Task directions: Could every line of the listing be output exactly, with the pictures skipped?

Entries supplied:
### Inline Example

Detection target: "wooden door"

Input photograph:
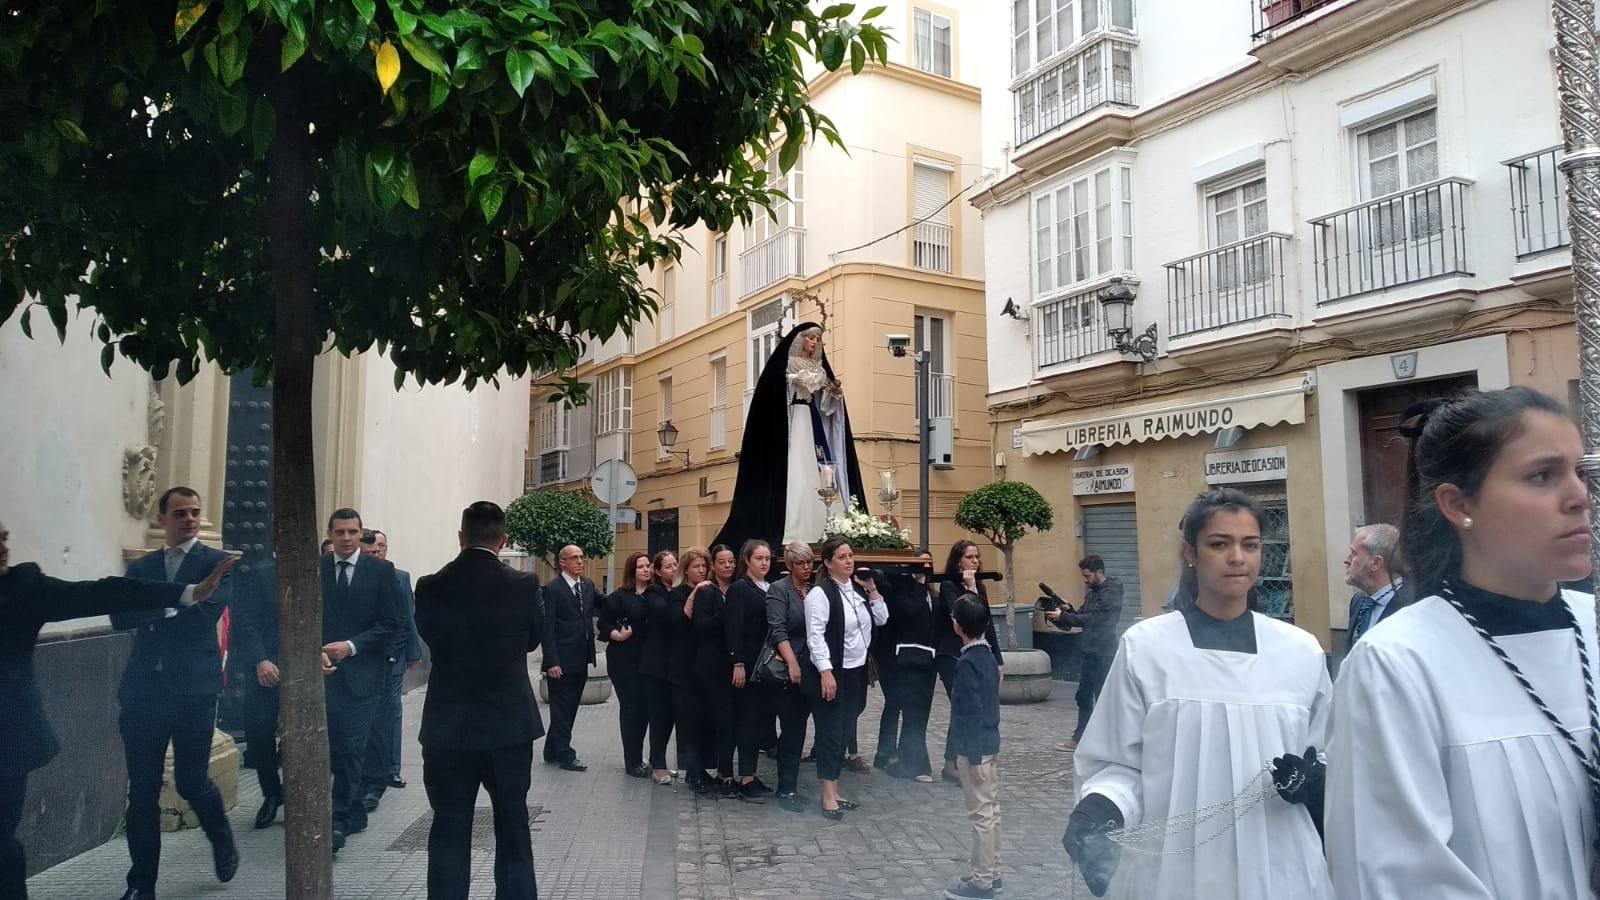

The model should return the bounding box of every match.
[1356,375,1476,528]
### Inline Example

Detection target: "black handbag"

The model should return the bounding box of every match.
[754,636,792,685]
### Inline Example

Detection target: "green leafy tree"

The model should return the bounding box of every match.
[1,1,888,893]
[505,490,613,569]
[954,480,1055,648]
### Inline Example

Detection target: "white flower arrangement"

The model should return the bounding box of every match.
[824,499,912,550]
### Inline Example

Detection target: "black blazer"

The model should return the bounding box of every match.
[691,582,730,681]
[639,582,675,678]
[1344,579,1416,652]
[2,563,186,772]
[724,576,770,670]
[935,581,1005,666]
[321,552,405,701]
[231,558,279,667]
[112,542,233,699]
[665,584,698,688]
[415,548,545,751]
[1057,576,1124,656]
[540,574,597,673]
[598,588,648,674]
[765,576,809,667]
[948,642,1001,762]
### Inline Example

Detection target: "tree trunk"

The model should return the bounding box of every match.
[269,84,334,899]
[1001,544,1018,649]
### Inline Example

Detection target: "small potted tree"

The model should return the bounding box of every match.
[506,490,616,704]
[955,481,1055,703]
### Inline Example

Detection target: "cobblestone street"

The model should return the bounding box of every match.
[27,666,1084,899]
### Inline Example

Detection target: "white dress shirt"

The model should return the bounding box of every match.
[161,536,202,617]
[804,576,888,672]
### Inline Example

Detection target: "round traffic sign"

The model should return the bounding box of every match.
[589,458,638,505]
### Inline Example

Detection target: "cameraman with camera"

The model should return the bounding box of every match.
[1045,556,1123,752]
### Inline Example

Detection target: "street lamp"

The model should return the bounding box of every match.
[1098,277,1159,363]
[655,419,690,467]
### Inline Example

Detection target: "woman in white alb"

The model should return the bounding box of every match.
[1063,488,1333,899]
[783,326,849,545]
[1326,387,1600,899]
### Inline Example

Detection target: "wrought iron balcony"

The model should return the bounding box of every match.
[1251,0,1339,39]
[1165,233,1292,338]
[1014,36,1136,148]
[1505,146,1569,258]
[1035,287,1111,368]
[739,226,806,299]
[1309,177,1472,304]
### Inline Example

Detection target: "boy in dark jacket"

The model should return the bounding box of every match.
[946,594,1002,900]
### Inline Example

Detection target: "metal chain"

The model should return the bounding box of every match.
[1102,761,1308,856]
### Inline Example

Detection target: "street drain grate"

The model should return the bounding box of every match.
[387,805,549,852]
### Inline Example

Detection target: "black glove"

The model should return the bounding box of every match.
[1062,793,1124,897]
[1271,745,1327,840]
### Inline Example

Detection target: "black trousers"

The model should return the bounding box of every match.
[119,683,231,891]
[843,668,868,759]
[808,665,867,782]
[936,656,960,764]
[543,669,587,765]
[670,682,704,773]
[327,687,382,834]
[874,656,903,758]
[609,666,649,771]
[0,767,26,900]
[772,685,810,794]
[644,675,675,771]
[362,659,406,796]
[422,742,537,900]
[730,681,770,779]
[888,663,937,777]
[699,673,734,777]
[242,681,281,798]
[1073,651,1114,743]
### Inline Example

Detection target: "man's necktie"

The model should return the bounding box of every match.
[1352,595,1377,642]
[339,560,352,588]
[165,547,185,581]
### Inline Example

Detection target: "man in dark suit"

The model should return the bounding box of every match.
[1343,524,1413,652]
[416,501,545,900]
[319,508,405,853]
[1045,555,1124,752]
[0,519,234,899]
[361,528,424,812]
[113,487,239,900]
[540,544,596,772]
[230,553,284,830]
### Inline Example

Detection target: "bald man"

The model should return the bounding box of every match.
[540,546,597,770]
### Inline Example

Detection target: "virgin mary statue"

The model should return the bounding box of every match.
[713,322,868,550]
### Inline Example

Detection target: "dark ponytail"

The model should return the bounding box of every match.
[1174,488,1266,611]
[1397,386,1569,599]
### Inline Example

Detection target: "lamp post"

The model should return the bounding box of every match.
[1550,0,1600,639]
[886,334,932,552]
[1098,277,1159,363]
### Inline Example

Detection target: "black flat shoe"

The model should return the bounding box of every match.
[626,763,651,778]
[253,794,281,830]
[388,776,407,789]
[836,798,860,811]
[559,760,588,772]
[777,791,808,813]
[820,802,845,821]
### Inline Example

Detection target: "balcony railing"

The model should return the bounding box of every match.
[1164,233,1292,338]
[711,272,729,317]
[913,222,952,273]
[1251,0,1337,39]
[927,372,955,420]
[1505,147,1569,258]
[1310,177,1472,304]
[526,450,568,489]
[1035,287,1111,367]
[1014,37,1136,148]
[740,226,806,298]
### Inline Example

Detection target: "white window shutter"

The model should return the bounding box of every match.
[913,162,951,225]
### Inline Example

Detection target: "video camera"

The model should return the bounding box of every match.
[1036,582,1068,612]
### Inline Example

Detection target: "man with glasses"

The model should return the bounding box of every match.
[541,545,597,771]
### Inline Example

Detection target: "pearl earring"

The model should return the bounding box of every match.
[1462,517,1474,530]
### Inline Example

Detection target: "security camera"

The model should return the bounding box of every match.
[886,334,912,357]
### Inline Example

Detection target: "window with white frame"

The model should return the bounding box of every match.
[711,234,729,317]
[659,265,677,341]
[1205,173,1269,289]
[657,374,673,458]
[534,398,571,485]
[1032,163,1134,297]
[1357,107,1442,245]
[914,8,953,77]
[912,160,953,273]
[746,155,805,245]
[709,357,728,450]
[595,367,633,436]
[914,312,953,422]
[1012,0,1133,75]
[746,298,793,416]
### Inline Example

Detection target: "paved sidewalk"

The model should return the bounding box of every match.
[28,665,1084,899]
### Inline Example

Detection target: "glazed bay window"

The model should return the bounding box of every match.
[914,8,953,77]
[1014,37,1135,147]
[595,367,633,436]
[1012,0,1135,75]
[1032,163,1134,296]
[534,399,571,486]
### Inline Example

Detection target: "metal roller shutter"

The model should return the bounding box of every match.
[1082,503,1143,636]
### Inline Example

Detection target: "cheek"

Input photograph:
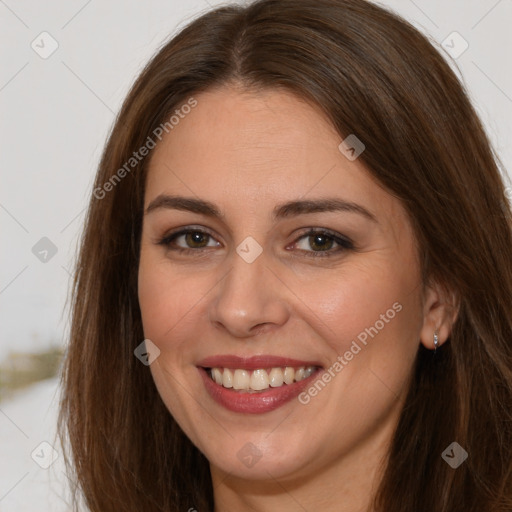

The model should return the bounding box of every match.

Reply to the exercise:
### Inline Example

Detection target: "wooden door"

Input photograph:

The model should return the bounding box of every match.
[1356,375,1476,528]
### Inline Example

Detection target: "black handbag"

The model should return the bounding box of every match.
[754,636,792,685]
### Inline Example

Detection target: "green leafy tree"

The model should return the bounding box of every match.
[1,1,888,893]
[505,490,613,569]
[954,480,1055,648]
### Inline Example

Detection target: "white flower arrangement"

The model should return the bounding box of every match.
[824,499,912,550]
### Inline Example

Detection target: "black blazer"

The model should return the bounding box of every match.
[691,582,730,681]
[639,582,675,678]
[1344,579,1416,652]
[2,563,186,772]
[724,576,770,670]
[935,581,1005,666]
[321,552,405,701]
[231,558,279,667]
[112,542,233,699]
[665,584,698,688]
[415,548,545,751]
[1057,576,1124,656]
[540,574,597,673]
[598,588,648,674]
[765,576,809,667]
[948,642,1001,762]
### Inline Example

Detection target: "tree trunk"

The model should return the bounding box of every match.
[269,84,334,899]
[1001,544,1018,649]
### Inline Example

Detection target: "small potted tree"

The model should return the bounding box of every match.
[506,490,616,704]
[955,481,1055,703]
### Inline Example

Detection target: "cobblestone street"

The model should return the bounding box of every match.
[27,666,1084,899]
### Inline Example

Detection target: "white dress shirt"

The model should return the bounding box of every match.
[161,536,202,617]
[804,576,888,672]
### Inline Example

Detection target: "round traffic sign"

The model should return the bounding box of every match.
[589,458,638,505]
### Inline Example

Detection target: "cameraman with camera"

The model should return the bounding box of every match.
[1045,556,1123,752]
### Inline Example

Detection target: "street lamp"

The model should return the bounding box of every match.
[1098,277,1159,363]
[655,419,690,467]
### Inline Example

Detection target: "woman in white alb"

The model should return the bounding box of every match.
[1063,488,1333,899]
[783,326,849,545]
[1326,387,1600,899]
### Inline Example

Detection target: "wrought iron balcony"

The model should return the bounding box of every match.
[1251,0,1339,39]
[1165,233,1292,338]
[1014,36,1136,148]
[1505,146,1569,258]
[1035,287,1111,368]
[739,226,806,299]
[1309,177,1472,304]
### Inline Example

Detection target: "boy in dark jacket"

The model should return the bounding box of every match.
[946,594,1002,900]
### Inline Example

Detection target: "metal chain"

The model should return the bounding box of every match.
[1102,761,1308,856]
### Inline Example

Detection target: "street drain grate"

The model should return the bounding box of every match.
[387,805,549,852]
### Inline Example

Detection target: "black glove"

The model should return the bounding box of every match.
[1062,793,1124,897]
[1271,745,1327,840]
### Inline Example

Detection target: "black trousers"

The model should return the bounding box of every match.
[119,683,231,891]
[843,668,868,759]
[808,665,867,782]
[936,656,960,764]
[543,669,587,765]
[670,682,704,773]
[327,687,382,834]
[874,656,903,758]
[609,666,649,771]
[0,767,26,900]
[772,685,810,794]
[644,675,675,771]
[362,659,406,796]
[422,742,537,900]
[730,681,770,779]
[888,663,937,777]
[699,673,734,777]
[242,681,281,798]
[1073,651,1114,743]
### Inline Example

Detection target: "man's necktie"

The model should return the bounding box of every match.
[1352,595,1377,642]
[339,560,352,588]
[165,547,185,581]
### Inline Example

Detection target: "man in dark suit"

The model should return the bounding box of every match.
[1343,524,1413,652]
[416,501,545,900]
[319,508,405,853]
[1045,555,1124,752]
[0,519,234,899]
[361,528,424,812]
[113,487,239,900]
[540,544,596,772]
[230,553,284,830]
### Inline Example

Detection target: "bald man"

The model should return the bounding box of every match.
[540,546,597,770]
### Inline Example

Detection target: "virgin mary statue"

The model should return the bounding box of every match.
[713,322,868,550]
### Inline Example

Detection target: "dark ponytail"

The model should return the bounding box of every match.
[1174,488,1266,611]
[1397,386,1569,599]
### Inline Example

Detection target: "lamp post"

The model should return the bounding box of every match.
[1550,0,1600,639]
[886,334,932,552]
[1098,277,1159,363]
### Inline Example

Detection target: "black flat shoe"

The model should return the bounding box of every match.
[626,763,651,778]
[253,794,281,830]
[388,776,407,789]
[836,798,860,811]
[559,760,588,772]
[777,791,808,813]
[820,802,845,821]
### Inline Example

Detection target: "balcony railing"

The model should return the bounding box of every match.
[1164,233,1292,338]
[711,272,729,317]
[913,222,952,273]
[1251,0,1337,39]
[927,372,955,420]
[1505,147,1569,258]
[1310,177,1472,304]
[526,450,568,489]
[1035,287,1111,367]
[1014,37,1136,148]
[740,226,806,298]
### Inline Example

Detection target: "white window shutter"

The model should return the bounding box of every match.
[913,162,951,225]
### Inline Example

Detection target: "video camera"

The model should return the bounding box of every match.
[1036,582,1068,612]
### Inline Example

Detection target: "man with glasses"

The model should return the bounding box of every match.
[541,545,597,771]
### Inline Example

Detection target: "pearl earring"

The model should return the bounding box of every match.
[1462,517,1474,530]
### Inline Example

Detection target: "security camera"

The model should return the bounding box of every match.
[886,334,912,357]
### Inline Example

Detection target: "window with white frame"

The model should return the bounding box of every match.
[711,234,729,317]
[659,265,677,341]
[1205,173,1269,289]
[657,374,673,458]
[534,398,571,485]
[1032,163,1134,297]
[1357,107,1442,245]
[914,8,953,77]
[912,160,953,273]
[746,155,805,245]
[709,357,728,450]
[595,367,633,436]
[914,312,953,422]
[1012,0,1133,75]
[746,298,793,416]
### Inline Example

Detection target: "paved sidewalk"

The model should return the bounding box of every match.
[28,665,1084,899]
### Inline Example

Detection target: "glazed bay window"

The model should return the bounding box of every match.
[914,8,953,77]
[1014,37,1135,147]
[595,367,633,436]
[1012,0,1135,75]
[1032,163,1134,296]
[534,399,571,486]
### Inline Example

Detection target: "metal roller shutter"

The model should return the bounding box of every match.
[1082,503,1143,636]
### Inline Example

Detection target: "cheek"

Input photograph:

The model should return the bounding box of every match.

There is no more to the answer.